TASK SET
A. Reproduce word for word the stretch of the sermon on Christ as Creator from "1) Christ Creates" through "Lord of all!".
B. Write the next part of the sermon on Christ as Creator, picking up right after its last sentence.
# start of PASSAGE TO READ
My school reports regularly had comments like, “If Alan only had applied himself ….” But discipleship is not just about applying ourselves or trying harder to live better lives. Rather God has given us the gifts we need to become more like Christ: grace and peace.

Even in the opening verses of the letter, Paul has outlined some of the key elements of our discipleship. After encouraging them and thanking God for them, Paul now goes into greater detail on the person and work of Christ.  Such a beautiful and moving description of Christ follows. In showing us who Christ is he tells us why we can trust Christ – and Christ alone – in our discipleship:

1) Christ Creates All things

Here Paul is aiming to correct and refute false teaching by affirming both the supremacy and sufficiency of Christ in all things. He is arguing that Christ is the Creator and Sustainer of All things. These are massive claims about Jesus. Notice how often the word ‘all’ occurs. Jesus is not just Lord of bits and pieces, Jesus is Lord of all. Paul doesn’t try to fit Jesus into our culture or keep Him within human boundaries, rather – Jesus is Lord of all!

If we try to limit Jesus from being Lord of all then we will struggle with discipleship. In Colossae there were people who denied this truth. As a result they wandered away from following Christ. If we are to be disciples, then our discipleship has, first and foremost, to do with Jesus. He must be our focus, our goal, for in Him we see the invisible God.

We read in verse 16 that ‘by Him all things were created’.  It packs an incredible punch. Jesus is the one through whom God the Father carried out the work of Creation. Jesus created not just some things, but all things; everything was made through Him.  Look again at verse16:  ‘For by Him all things were created, in heaven and on earth… …all things were created through him…” Jesus made all things. As wonderful as the earth is, we’re just like a speck of dust floating in an unimaginably huge universe – and it’s a universe that Jesus made!!! Jesus, whom we know and worship, made it all. And He made it all out of nothing, such is His power.

If we’re honest with ourselves we limit Jesus, his power and his authority, because it means we can ignore him when we want to.  We worship and obey Him on our terms. He is Lord over all creation – and as such is worthy of all of our worship, obedience, honour and respect.

There’s more! If we look again at verse16 we see that Jesus didn’t just make the physical universe that we can see and touch – he also made all the things that we can’t see.

‘For by Him all things were created, in heaven, on earth, visible and invisible, whether thrones or dominions or rulers or authorities – all things were created through Him..’

The terms ‘thrones…dominions…rulers…authorities…’ can  be understood in their Jewish context as four types of angelic power in the invisible, supernatural spirit world. The false teachers seem to have been obsessed with angels and demons. Encouraging Christians to look to spiritual powers to give them help, seeking some higher knowledge of God.

Paul says this is rubbish! Why look to the creation rather than the creator? And we all know people who turn to ‘spiritual’ type things, add-ons like horoscopes, mysticism, guardian angels, crystals, and lucky charms. But before we get distracted, let’s ask, Do we look to  anything to add to Jesus? Are we in danger of thinking that it’s “Jesus plus…our good deeds;” or maybe it’s “Jesus plus … what I give to the Church or charity; or maybe it’s “Jesus plus … being respectable;” maybe it’s “Jesus plus … a middle class lifestyle.” If we strive for anything else as much as Jesus, then we are in danger of adding something to Him. But we don’t need to, for we have the Lord of all creation on our side.  We can depend on Him fully. Jesus is sufficient for all our needs.  We can be confident in Christ!
# end of PASSAGE TO READ
# start of SUPPLIED ENTRIES
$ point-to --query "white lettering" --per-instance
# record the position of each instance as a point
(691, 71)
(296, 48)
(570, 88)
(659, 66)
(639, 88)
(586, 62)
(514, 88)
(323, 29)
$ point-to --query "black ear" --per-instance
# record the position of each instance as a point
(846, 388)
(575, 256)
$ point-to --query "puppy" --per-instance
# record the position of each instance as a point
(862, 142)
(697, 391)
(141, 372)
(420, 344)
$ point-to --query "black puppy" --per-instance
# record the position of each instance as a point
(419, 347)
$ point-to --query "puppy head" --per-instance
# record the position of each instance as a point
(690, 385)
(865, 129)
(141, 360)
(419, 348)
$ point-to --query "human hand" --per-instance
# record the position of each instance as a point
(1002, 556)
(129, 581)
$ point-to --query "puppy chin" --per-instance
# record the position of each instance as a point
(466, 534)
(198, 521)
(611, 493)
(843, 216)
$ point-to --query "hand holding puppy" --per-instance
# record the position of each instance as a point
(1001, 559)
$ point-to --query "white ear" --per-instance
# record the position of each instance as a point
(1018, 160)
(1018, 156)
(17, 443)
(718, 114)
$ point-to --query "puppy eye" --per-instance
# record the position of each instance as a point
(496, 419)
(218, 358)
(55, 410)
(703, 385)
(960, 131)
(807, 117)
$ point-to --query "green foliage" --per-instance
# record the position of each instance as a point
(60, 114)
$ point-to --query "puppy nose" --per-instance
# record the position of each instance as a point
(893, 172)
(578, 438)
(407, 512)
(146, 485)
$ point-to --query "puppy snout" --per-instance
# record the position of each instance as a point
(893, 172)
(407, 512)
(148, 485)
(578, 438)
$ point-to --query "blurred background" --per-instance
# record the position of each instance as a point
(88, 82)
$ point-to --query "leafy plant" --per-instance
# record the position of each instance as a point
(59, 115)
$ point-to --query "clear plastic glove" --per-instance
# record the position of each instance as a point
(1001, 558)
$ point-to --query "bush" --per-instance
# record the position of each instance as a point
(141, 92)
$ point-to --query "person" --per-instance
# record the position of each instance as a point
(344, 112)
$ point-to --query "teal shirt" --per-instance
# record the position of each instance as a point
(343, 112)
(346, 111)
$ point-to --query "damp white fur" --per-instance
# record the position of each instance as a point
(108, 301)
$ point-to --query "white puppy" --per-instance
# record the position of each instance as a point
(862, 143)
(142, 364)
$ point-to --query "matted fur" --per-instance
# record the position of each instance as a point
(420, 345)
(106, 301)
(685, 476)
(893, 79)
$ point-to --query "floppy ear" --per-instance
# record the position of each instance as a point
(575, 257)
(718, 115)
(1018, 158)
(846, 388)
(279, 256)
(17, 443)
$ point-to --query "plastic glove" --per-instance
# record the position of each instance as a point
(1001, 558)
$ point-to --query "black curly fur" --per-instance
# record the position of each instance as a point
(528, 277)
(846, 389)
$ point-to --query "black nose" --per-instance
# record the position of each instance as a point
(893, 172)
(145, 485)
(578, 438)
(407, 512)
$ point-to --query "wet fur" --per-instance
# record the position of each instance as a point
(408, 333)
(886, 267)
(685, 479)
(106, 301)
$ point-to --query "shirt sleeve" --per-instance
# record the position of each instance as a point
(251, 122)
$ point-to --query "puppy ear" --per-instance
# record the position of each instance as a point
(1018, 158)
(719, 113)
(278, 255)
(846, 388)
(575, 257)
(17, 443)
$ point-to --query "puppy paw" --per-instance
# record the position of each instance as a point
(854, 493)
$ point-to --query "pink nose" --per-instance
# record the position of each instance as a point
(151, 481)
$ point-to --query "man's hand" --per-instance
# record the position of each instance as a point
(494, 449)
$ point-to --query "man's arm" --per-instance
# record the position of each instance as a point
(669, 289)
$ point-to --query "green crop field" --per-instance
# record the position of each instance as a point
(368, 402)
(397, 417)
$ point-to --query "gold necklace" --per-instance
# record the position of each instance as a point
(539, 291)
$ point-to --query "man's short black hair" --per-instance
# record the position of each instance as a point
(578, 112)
# end of SUPPLIED ENTRIES
RESPONSES PER TASK
A.
1) Christ Creates All things

Here Paul is aiming to correct and refute false teaching by affirming both the supremacy and sufficiency of Christ in all things. He is arguing that Christ is the Creator and Sustainer of All things. These are massive claims about Jesus. Notice how often the word ‘all’ occurs. Jesus is not just Lord of bits and pieces, Jesus is Lord of all. Paul doesn’t try to fit Jesus into our culture or keep Him within human boundaries, rather – Jesus is Lord of all!

B.
Who is Jesus?  He’s the one who made all things.  But that’s only the beginning of what Paul has to tell us!  Who is Jesus?  Next we see that He is the ‘Sustainer of All’


2) Christ Sustains All things

There are many people in our churches, without whom the place would fall apart. By their work and activity they just seem to hold everything together. However this is literally true of Jesus. We read in verse 17 that ‘in Him all things hold together.’  Without him continuously acting the world would fall apart!

Jesus is daily, hourly, minute by minute, second by second, sustaining the world.  Without Him, literally, the world would fall apart. Christ sustains the existence of all of creation. It owes its existence and its continuation to Jesus.  We’re here because He made us; we’re still here because He keeps us!

Discipleship is more than calling Him Lord of all; it is how we live. To say that Jesus is Lord of all, and to mean it, is to live in dependence upon the Sustainer. This world was made for, and by, Jesus, and is held together by Him. But how does our discipleship reflect this? Take prayer for instance: can we honestly say our prayer life reflects an utter dependence on Jesus, for everything. Or do we only turn to Him in a crisis?

Who is Jesus?  He’s the one who made all things, He’s the one who sustains all things….next we read that he is…


3) Christ is the Reason for All things

One of the most striking phrases in this whole passage is ‘all things were created through Him and for Him.’  Jesus is the reason why everything was created. He is the Goal of creation.  All of this – the entire world was created for Jesus!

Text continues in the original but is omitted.